**Texte du document:**
-=-=-

BNP Paribas transforme l'expérience client et collaborateur
Bertrand de la Chapelle, nouvellement nommé Directeur de la Relation Client et du Marketing– BNP Paribas (au centre de la table sur la photo) présentait les raisons de l'implication de sa banque dans les travaux
"La relation client est un enjeu stratégique, la banque de détail est un métier de relation.
Pourquoi ? Lorsque nous faisons bien notre métier opérationnel dans les prestations quotidiennes (relevés de compte exacts, renouvellement de carte...), tout cela n'est que très normal. C'est lorsque cela ne se produit pas que les choses se gâtent ! Lorsque nous excellons sans intermédiation humaine, c'est juste la base de notre métier.
Le moment de vérité
Tôt ou tard chacun dans sa vie a besoin de rencontrer quelqu'un pour l'aider dans un projet ou l'aider dans une difficulté.Ce moment de la rencontre, c'est le moment de vérité, c'est le moment de relation. C'est le moment ou le client va juger que nous faisons bien notre travail. Il va remettre en cause l'ensemble de la relation si nous ne le faisons pas.
Le premier critère du choix du client est la relation, ce n'est pas le prix, c'est ce qui est émane de la réputation. Et ce bouche-à-oreille traite de la façon avec laquelle on a été servi, la façon dont on a été considéré. Pour se différencier dans la banque, c'est extrêmement difficile, il faut exceller dans la relation. Les travaux de l'INRC ont démarré au moment où nous nous sommes fixés comme ambition d'être la référence bancaire dans la relation client."

-=-=-

**Extrait de données:**
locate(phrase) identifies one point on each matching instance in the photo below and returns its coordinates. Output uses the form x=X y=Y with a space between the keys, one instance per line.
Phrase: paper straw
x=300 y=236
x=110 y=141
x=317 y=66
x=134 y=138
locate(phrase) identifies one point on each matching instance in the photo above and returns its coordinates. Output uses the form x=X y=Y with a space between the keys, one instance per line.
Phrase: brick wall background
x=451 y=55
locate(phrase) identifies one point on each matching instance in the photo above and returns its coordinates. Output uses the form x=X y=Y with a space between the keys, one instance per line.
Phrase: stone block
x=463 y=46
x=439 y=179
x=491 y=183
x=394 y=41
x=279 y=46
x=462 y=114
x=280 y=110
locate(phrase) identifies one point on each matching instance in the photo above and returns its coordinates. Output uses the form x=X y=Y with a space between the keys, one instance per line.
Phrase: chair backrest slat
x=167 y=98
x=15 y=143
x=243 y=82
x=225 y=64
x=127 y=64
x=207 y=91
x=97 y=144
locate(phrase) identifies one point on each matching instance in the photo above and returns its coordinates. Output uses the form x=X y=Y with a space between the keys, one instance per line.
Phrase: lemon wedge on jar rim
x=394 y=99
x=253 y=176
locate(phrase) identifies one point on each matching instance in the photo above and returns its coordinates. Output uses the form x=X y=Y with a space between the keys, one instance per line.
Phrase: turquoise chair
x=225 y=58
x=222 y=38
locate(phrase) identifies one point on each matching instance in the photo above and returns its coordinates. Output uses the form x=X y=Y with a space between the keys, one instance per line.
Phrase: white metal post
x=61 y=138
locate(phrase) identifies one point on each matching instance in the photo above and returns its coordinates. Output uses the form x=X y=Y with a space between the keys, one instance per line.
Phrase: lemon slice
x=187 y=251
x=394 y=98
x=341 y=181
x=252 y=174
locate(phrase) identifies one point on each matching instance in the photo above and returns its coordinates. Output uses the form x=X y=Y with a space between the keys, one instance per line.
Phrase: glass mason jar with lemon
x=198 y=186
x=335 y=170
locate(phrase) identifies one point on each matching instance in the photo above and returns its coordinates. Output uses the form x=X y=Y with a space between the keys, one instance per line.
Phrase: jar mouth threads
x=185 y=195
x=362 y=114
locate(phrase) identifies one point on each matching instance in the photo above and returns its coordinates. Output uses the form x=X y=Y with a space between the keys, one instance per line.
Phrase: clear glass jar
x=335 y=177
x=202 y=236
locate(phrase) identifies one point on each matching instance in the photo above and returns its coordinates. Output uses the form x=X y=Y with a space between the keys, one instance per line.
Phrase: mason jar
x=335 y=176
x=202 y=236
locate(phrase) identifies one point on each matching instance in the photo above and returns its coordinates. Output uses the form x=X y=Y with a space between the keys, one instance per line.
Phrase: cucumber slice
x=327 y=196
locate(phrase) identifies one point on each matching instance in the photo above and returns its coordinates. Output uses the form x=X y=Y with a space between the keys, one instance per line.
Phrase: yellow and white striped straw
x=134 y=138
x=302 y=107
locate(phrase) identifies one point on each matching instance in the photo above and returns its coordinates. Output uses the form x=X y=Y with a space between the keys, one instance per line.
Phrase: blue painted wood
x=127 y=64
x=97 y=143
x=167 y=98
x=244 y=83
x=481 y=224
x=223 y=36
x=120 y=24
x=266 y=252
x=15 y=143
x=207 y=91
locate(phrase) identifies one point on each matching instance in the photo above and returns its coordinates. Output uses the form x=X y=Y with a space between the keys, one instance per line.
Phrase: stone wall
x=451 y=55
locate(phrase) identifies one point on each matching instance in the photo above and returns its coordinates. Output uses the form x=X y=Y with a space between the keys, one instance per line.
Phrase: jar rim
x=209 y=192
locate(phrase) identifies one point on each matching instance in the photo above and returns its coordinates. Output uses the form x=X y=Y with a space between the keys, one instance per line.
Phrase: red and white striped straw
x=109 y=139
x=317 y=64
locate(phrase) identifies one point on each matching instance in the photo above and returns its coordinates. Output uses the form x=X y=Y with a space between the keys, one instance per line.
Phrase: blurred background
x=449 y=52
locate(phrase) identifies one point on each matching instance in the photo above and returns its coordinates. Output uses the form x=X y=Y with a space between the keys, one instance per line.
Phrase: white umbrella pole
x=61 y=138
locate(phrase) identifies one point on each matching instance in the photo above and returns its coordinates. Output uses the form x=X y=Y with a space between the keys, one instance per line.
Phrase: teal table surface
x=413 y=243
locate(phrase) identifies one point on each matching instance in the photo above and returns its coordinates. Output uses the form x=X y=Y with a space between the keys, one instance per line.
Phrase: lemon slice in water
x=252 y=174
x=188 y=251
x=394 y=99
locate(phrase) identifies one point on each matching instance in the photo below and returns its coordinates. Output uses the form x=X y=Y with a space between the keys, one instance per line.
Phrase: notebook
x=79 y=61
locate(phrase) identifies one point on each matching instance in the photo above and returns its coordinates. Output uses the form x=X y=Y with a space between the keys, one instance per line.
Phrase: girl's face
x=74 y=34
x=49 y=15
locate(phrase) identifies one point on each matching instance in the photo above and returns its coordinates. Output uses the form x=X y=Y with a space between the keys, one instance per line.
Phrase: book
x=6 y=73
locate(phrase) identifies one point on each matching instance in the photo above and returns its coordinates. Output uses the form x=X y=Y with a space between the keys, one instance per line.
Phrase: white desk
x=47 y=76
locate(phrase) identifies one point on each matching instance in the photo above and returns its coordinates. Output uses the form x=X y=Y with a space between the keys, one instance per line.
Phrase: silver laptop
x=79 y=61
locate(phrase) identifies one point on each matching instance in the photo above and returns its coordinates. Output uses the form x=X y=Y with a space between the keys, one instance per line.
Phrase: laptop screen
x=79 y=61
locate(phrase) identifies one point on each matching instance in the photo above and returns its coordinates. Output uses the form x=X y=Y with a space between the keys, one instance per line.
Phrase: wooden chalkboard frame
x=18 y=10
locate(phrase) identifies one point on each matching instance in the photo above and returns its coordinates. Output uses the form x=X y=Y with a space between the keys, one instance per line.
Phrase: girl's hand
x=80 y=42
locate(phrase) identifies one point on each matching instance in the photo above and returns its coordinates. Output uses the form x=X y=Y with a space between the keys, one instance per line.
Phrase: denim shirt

-=-=-

**Votre tâche:**
Prolongez le texte sur la relation client chez BNP Paribas en enchaînant directement après sa dernière phrase. Les lignes ci-dessus n'ont aucun lien avec le texte sur la relation client chez BNP Paribas.

**Résultat de l'exercice:**
Au sujet du projet "Préférence client", Bertrand de la Chapelle développe : "Préférence client veut transformer l'expérience client et collaborateur. L'implication de la direction générale -et en particulier de Marie-Claire Capobianco- a été crucial pour Préférence Client, et ce, afin d’entraîner derrière cette ambition l'ensemble des équipes par des travaux collaboratifs visant à déterminer comment incarner cette ambition.
C'est ainsi que nous choisi des attitudes à adopter pour que cette ambition s'incarne précisément, puis repéré des moments d'attention, qui sont des moments critiques dans lesquels la relation devra être préservée et renforcée. Nous avons en outre cartographié les services rendus, de manière à identifier ce qui est essentiel dans les lieux de rencontre avec le client.
Ces travaux ont permis l'appropriation des équipes à tous les niveaux hiérarchiques, et surtout obtenir des résultats en phase avec la réalité du terrain."
Une ambition de transformation.
"L'enjeu majeur de l'implication des dirigeants c'est de tenir dans la durée car nous avons une ambition de changement, de transformation. Face à une situation difficile, nous avons des réflexes acquis toujours présents. Nos habitudes ne sont pas forcément les bonnes par rapport à cette ambition.
D'où l'exemplarité de la direction générale qui est essentielle. Elle rappelle souvent la priorité du service sur la pro-activité commerciale.
La création de cette direction de la relation client a pour but de soutenir le plus haut niveau de la maison dans la veille permanente et l'engagement jusque dans les détails, pour réaliser cette ambition."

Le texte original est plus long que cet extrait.